— Problem details —
Report how many lines in the entries below contain the string "calm", with case counting. Give only the number.

Entries from a data source:
◆ ◆ ◆ ◆ ◆

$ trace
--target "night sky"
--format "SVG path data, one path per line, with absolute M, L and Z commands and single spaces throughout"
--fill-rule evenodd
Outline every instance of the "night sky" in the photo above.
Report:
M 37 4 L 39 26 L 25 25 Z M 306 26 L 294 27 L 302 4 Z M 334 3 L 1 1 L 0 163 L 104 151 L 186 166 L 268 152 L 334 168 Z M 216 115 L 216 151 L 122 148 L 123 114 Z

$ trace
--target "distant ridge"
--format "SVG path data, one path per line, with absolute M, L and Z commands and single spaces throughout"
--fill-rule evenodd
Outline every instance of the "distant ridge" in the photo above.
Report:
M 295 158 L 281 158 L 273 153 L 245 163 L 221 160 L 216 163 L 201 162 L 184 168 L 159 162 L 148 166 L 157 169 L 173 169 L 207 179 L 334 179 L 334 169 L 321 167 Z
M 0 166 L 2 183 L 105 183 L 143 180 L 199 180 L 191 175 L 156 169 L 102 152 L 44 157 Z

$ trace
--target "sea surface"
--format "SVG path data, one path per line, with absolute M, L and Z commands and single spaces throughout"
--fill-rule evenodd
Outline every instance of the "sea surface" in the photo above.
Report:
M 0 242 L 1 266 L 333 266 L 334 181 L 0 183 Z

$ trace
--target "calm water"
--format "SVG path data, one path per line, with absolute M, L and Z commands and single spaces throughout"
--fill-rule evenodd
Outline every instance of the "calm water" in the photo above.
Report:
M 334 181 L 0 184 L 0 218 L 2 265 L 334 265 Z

◆ ◆ ◆ ◆ ◆

— Response —
2